» SHORT TASK A: In the rows, copy word for word the lines starting at the line containing "Would you mind pointing at the armco" and ending at the line containing "column 186, row 578", including both of those lines.

» SOURCE:
####################

Today’s NOAA/GOES satellite image serves as a little reminder of the big three. That’s right, it’s the three big “natural” disasters—wildfires, inland flooding, and coastal flooding (lucky for us, our region is at present millions of years removed from severe threats posed by the tectonic disasters—earthquakes, volcanoes, and tsunamis—and is not particularly prone to frequent tornadoes). Each continues to cause an increasing volume of property damage and threaten a greater number of lives because of where and how we choose to make our homes and erect our structures.

For all of human existence, the dynamics of the atmosphere have been shaping the topography and the ecosystems of the planet. In recent times, we’ve had the advantage of satellite technologies to show us spectacular images of atmospheric events as they happen. And through the various branches of science, we’ve come to understand the impact these events have upon the landscape and the people who live and/or work there.
Forestry sciences have helped us to understand how natural fuels, humidity, temperature, rainfall, soil moisture, wind, and human encroachment influence the frequency and severity of wildfires. These discoveries have led to changes in forest management and implementation of practices such as prescribed burns to reduce accumulated fuel loads. Because human development typically lowers soil moisture and brings along with it additional sources of ignition, many land managers and fire departments have warned of the ever increasing dangers of wildland-urban interface fires. These warnings have gone largely unheeded for more than four decades as millions of homes and other combustible structures have been erected within areas prone to fires capable of uncontrollable growth into disastrous conflagrations. The tinderbox wildlands—they’re a nice place to visit, but we ought not to live there!

####################

» DATA IN THIS EXERCISE:
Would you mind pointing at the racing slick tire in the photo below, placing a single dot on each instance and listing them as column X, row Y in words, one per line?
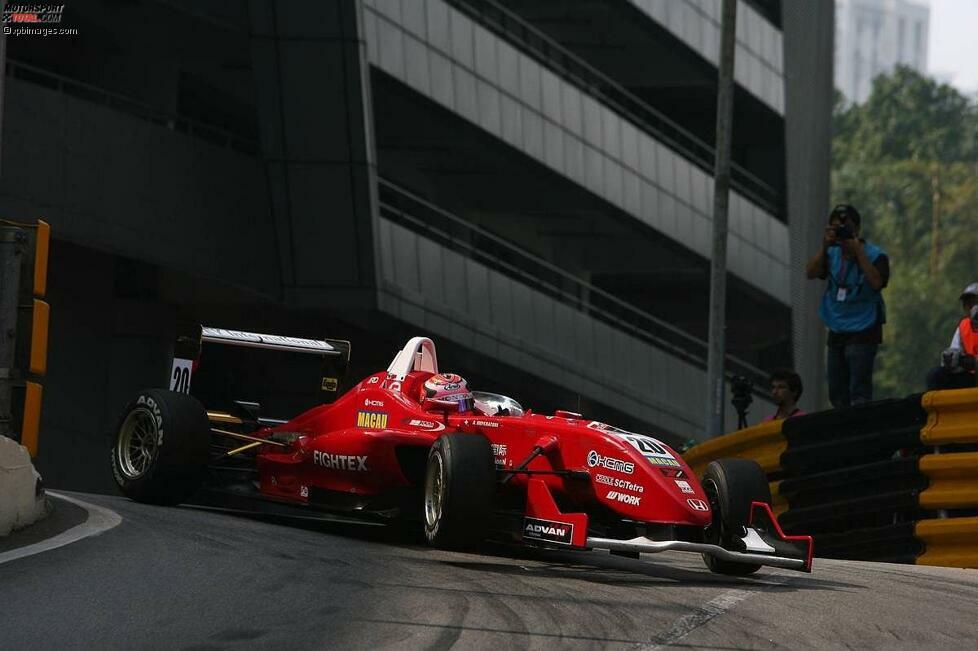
column 731, row 485
column 161, row 447
column 460, row 485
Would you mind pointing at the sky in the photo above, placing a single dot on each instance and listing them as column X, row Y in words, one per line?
column 953, row 43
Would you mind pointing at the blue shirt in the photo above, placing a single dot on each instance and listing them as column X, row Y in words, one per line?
column 850, row 304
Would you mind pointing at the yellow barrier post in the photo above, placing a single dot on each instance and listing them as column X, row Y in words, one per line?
column 949, row 543
column 952, row 417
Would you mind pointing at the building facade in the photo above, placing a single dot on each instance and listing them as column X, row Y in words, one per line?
column 526, row 182
column 874, row 36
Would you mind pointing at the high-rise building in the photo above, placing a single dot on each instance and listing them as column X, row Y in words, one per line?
column 874, row 36
column 528, row 182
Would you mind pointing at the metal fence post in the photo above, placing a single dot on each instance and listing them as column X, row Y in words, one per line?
column 12, row 243
column 718, row 259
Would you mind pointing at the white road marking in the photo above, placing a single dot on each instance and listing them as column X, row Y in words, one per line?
column 99, row 520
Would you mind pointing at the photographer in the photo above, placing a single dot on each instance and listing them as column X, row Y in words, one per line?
column 852, row 306
column 957, row 369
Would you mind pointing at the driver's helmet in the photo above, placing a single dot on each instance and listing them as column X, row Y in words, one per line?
column 450, row 387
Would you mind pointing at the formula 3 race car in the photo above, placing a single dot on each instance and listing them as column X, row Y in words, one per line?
column 462, row 470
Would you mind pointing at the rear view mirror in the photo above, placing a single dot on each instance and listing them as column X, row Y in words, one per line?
column 441, row 406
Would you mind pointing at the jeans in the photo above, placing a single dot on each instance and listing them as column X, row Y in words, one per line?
column 850, row 374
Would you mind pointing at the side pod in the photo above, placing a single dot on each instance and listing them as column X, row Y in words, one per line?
column 544, row 522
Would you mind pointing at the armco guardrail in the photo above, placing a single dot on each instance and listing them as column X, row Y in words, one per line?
column 894, row 480
column 23, row 351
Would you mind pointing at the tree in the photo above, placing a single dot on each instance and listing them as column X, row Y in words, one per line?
column 908, row 159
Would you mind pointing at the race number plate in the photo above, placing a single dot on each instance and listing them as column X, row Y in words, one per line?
column 180, row 375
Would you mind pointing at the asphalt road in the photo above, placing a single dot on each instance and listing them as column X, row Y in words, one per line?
column 186, row 578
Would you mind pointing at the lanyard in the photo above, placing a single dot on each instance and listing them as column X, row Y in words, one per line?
column 842, row 271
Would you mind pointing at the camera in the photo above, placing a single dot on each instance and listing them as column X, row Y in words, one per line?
column 842, row 232
column 741, row 387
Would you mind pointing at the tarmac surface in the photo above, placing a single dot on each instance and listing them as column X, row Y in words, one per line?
column 191, row 578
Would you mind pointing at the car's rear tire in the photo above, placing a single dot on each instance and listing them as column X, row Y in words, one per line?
column 731, row 485
column 460, row 486
column 161, row 447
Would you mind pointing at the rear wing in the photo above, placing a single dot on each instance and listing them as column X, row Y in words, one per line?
column 187, row 350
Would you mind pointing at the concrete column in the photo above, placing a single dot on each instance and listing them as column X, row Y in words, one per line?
column 808, row 40
column 313, row 97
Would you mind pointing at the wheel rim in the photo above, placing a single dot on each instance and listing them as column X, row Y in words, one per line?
column 138, row 443
column 434, row 490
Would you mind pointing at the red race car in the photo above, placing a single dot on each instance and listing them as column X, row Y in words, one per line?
column 414, row 444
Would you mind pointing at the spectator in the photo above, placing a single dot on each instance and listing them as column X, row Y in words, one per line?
column 852, row 306
column 957, row 369
column 786, row 389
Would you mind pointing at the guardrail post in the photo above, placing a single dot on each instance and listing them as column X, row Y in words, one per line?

####################

» SHORT TASK B: List every factor that the passage on natural disasters names as influencing the frequency and severity of wildfires.

» WORKED ANSWER A:
Would you mind pointing at the armco guardrail in the photo above, placing a single dot on each instance and listing them as column X, row Y in words, one per line?
column 894, row 480
column 23, row 351
Would you mind pointing at the tree in the photo above, placing a single dot on each instance and listing them as column X, row Y in words, one per line?
column 908, row 159
Would you mind pointing at the race number plate in the photo above, placing a single dot on each instance and listing them as column X, row Y in words, one per line?
column 180, row 375
Would you mind pointing at the asphalt road in the photo above, placing a single dot on each instance and listing them as column X, row Y in words, one per line?
column 186, row 578

» WORKED ANSWER B:
natural fuels
humidity
temperature
rainfall
soil moisture
wind
human encroachment